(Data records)
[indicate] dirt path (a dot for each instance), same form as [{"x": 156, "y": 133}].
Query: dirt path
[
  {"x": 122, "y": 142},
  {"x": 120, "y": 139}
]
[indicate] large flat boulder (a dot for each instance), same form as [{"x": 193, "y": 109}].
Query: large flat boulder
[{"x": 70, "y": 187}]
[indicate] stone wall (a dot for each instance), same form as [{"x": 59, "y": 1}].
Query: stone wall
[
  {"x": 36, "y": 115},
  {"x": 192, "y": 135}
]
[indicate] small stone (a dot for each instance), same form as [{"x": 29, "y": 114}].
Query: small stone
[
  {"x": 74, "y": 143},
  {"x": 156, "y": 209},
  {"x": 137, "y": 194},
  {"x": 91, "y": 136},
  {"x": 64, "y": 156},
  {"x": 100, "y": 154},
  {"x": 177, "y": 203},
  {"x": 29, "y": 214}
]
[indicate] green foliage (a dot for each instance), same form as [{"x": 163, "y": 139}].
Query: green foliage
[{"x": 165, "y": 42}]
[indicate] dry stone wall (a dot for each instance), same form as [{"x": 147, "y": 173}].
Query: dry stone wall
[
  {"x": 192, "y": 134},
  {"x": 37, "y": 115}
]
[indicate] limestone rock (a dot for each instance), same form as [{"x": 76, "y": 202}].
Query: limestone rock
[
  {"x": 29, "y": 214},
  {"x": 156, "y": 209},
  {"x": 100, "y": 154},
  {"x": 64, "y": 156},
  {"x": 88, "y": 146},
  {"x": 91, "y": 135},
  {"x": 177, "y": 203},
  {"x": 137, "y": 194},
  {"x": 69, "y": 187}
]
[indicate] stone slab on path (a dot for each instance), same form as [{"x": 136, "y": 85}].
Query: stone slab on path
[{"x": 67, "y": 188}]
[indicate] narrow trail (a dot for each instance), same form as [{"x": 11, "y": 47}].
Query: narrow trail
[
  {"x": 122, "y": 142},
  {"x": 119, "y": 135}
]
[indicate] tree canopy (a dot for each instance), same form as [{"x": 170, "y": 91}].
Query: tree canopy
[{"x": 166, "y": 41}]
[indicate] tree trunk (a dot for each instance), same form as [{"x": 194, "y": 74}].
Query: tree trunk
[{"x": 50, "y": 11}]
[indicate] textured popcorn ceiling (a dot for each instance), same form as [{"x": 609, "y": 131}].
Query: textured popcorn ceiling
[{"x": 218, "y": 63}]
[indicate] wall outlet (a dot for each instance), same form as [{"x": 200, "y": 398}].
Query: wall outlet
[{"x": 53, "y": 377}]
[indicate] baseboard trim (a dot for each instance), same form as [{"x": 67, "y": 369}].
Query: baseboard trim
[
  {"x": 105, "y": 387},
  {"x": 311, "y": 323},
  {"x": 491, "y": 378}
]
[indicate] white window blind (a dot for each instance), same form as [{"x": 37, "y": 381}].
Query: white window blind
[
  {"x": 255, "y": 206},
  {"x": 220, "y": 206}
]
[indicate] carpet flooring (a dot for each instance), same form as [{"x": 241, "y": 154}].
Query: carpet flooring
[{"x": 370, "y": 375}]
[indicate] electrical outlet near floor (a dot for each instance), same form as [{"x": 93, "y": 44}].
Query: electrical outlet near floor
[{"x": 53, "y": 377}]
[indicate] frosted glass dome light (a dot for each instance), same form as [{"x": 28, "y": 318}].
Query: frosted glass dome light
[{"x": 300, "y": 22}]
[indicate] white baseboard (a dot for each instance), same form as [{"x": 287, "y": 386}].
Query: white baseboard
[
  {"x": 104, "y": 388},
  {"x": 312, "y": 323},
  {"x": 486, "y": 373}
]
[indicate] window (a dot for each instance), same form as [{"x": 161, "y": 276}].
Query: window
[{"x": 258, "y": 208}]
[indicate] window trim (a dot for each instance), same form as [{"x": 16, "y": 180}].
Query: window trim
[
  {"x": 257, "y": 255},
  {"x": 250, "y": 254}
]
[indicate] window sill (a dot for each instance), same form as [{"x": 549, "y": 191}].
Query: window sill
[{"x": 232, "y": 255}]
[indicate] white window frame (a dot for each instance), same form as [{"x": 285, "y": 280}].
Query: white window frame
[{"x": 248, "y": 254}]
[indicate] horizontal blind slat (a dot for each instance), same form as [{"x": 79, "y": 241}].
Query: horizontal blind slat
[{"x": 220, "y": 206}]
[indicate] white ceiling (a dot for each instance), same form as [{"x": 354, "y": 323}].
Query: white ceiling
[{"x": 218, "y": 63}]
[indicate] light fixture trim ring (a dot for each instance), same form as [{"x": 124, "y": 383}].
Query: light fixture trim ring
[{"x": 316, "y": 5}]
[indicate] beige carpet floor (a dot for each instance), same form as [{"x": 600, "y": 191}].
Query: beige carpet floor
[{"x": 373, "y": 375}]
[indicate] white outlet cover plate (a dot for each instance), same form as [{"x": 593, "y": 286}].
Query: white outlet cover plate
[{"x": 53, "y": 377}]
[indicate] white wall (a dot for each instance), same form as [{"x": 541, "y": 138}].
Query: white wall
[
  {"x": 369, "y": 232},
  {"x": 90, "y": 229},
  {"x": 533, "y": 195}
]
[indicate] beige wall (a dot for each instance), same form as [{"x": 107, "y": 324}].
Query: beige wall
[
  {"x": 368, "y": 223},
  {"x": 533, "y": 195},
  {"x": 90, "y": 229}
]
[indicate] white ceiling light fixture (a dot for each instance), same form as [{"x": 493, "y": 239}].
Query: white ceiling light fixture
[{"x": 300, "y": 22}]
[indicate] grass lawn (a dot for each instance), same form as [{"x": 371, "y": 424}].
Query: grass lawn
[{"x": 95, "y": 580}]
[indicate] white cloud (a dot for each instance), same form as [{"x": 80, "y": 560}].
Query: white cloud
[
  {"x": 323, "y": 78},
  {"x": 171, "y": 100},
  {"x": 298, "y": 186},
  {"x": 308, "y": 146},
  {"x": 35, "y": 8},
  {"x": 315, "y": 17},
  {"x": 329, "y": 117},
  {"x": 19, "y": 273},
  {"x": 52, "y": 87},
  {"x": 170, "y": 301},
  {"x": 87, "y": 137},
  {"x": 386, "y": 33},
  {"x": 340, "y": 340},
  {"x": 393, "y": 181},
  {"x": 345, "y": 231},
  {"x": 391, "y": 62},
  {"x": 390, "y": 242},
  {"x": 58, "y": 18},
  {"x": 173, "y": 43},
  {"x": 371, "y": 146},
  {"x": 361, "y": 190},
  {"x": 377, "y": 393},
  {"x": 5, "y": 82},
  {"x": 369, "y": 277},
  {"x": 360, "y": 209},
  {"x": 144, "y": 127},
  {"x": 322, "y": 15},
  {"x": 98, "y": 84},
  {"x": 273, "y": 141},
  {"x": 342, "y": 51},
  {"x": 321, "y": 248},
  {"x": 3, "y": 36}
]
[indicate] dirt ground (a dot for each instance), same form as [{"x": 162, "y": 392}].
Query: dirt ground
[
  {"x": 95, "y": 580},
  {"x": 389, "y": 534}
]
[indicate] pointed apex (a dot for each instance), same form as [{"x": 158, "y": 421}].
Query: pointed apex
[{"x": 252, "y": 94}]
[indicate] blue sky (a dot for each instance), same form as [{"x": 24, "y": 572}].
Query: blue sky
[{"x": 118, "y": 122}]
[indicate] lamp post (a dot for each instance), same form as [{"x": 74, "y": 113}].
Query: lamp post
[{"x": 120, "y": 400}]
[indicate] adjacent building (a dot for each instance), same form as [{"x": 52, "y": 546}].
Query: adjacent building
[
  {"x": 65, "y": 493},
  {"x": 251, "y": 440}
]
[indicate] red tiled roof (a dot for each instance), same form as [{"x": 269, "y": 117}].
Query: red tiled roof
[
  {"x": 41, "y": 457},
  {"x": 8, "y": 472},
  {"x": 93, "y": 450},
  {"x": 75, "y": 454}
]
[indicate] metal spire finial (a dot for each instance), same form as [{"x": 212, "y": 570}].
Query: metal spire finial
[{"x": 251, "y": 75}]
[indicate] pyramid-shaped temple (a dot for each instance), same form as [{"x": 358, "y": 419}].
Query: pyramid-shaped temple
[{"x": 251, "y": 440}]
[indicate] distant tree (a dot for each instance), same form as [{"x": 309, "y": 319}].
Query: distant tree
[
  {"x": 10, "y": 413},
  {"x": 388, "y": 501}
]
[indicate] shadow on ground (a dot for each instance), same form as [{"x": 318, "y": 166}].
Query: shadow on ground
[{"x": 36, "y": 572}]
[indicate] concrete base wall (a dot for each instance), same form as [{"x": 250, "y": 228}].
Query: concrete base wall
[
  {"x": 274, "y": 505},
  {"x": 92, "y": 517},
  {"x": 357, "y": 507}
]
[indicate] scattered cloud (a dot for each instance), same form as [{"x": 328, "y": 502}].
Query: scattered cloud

### Aim
Repeat only what runs from the line holding "[indicate] metal spire" to the end of the data, keeping every line exactly as written, first and last included.

### Reply to the task
[indicate] metal spire finial (a dot for each instance), same form as [{"x": 212, "y": 570}].
Query: metal spire finial
[{"x": 251, "y": 75}]
[indicate] pyramid-shaped temple (a dot for each instance), same form as [{"x": 358, "y": 419}].
Query: pyramid-shaped temple
[{"x": 251, "y": 440}]
[indicate] distant tree (a dot for each instance), same form as [{"x": 309, "y": 319}].
Query: distant tree
[
  {"x": 10, "y": 413},
  {"x": 388, "y": 501}
]
[indicate] shadow on ground (a dot for each instance), same form as [{"x": 318, "y": 166}].
Query: shadow on ground
[{"x": 36, "y": 572}]
[indicate] concrete base wall (a dot for each instance), same form as [{"x": 250, "y": 228}].
Query: concrete base wall
[
  {"x": 274, "y": 505},
  {"x": 92, "y": 517},
  {"x": 357, "y": 507}
]
[indicate] scattered cloud (a dot for each instance), same form as [{"x": 328, "y": 502}].
Query: scattered cloud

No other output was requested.